● Document passage
⁂

5 of 251 comments (clear)

  1. Maintenance? by simp · · Score: 5, Insightful

    Great. And who will keep these clever systems up and running 24h * 365days? And who will troubleshoot it when it malfunctions?

    The more complicated the systems are the more people are needed to keep it running.

  2. Hurry! by dignome · · Score: 5, Funny

    It's not too late to destroy the machines. I'm content with going back to the cave, who's with me!

  3. What they really mean by Anonymous Coward · · Score: 5, Funny

    Look out for /etc/crontab

    It will take your job from you!

  4. hee, hee by cascadingstylesheet · · Score: 5, Interesting

    My first civilian job, I worked with a tech writer
    who would make technical illustrations by *manually*
    deleting centerlines and such from AutoCAD drawings
    before exporting the images. Said it was great
    mindless work to rest his brain.

    When I showed him how to turn off layers, his eyes
    got huge. "Don't tell anybody that! We'll lose our
    overtime!"

  5. Re:what to do? by mangu · · Score: 5, Interesting
    The chasm between the haves and have-nots will will widen.

⁂

● The data
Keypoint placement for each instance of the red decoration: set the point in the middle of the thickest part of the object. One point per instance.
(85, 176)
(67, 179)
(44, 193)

⁂

● Problem 1
In the comment thread, what did the commenter show the tech writer how to turn off?
● Problem 2
Print everything in the comment thread from "Great. And who" down to "who's with me!".
● Problem 3
Pick up the comment thread after its last sentence and keep writing it.

● Answer section 1
Layers.

● Answer section 2
Great. And who will keep these clever systems up and running 24h * 365days? And who will troubleshoot it when it malfunctions?

    The more complicated the systems are the more people are needed to keep it running.

  2. Hurry! by dignome · · Score: 5, Funny

    It's not too late to destroy the machines. I'm content with going back to the cave, who's with me!

● Answer section 3
    But even the life of the have-nots will be better. The poorest beggar in the world today is safe from smallpox, which even the richest people died from in the past. And even a refrigerator box is better than whatever shelter a beggar could get a hundred years ago.


    Do we become a socialist welfare state


    Something like that. What made communism inviable was the fact that wealth is finite. When productivity increases enough, people start giving things away. We get "free" email accounts with 100Mb capacity because the investment per account is just $0.10. Food productivity is so high that the goverment must buy and stock some farming products to raise the price.


    The future I see is one where few things will be valuable. Real estate is one of them. Corporations are trying to raise the value of intellectual property, but I think it's obvious they will fail in the long run. For a while, arts and sports will be valuable skills, until art becomes fully automated and anyone can become a super-athlete, thanks to medical progress. In the end, we will either have the ultimate communist state, where wealth is distributed evenly by law, or we will the ultimate feudalist state, where the only wealth is owning land, acquired by inheritance. But the poorest serf will have a much better standard of living than any of us has today.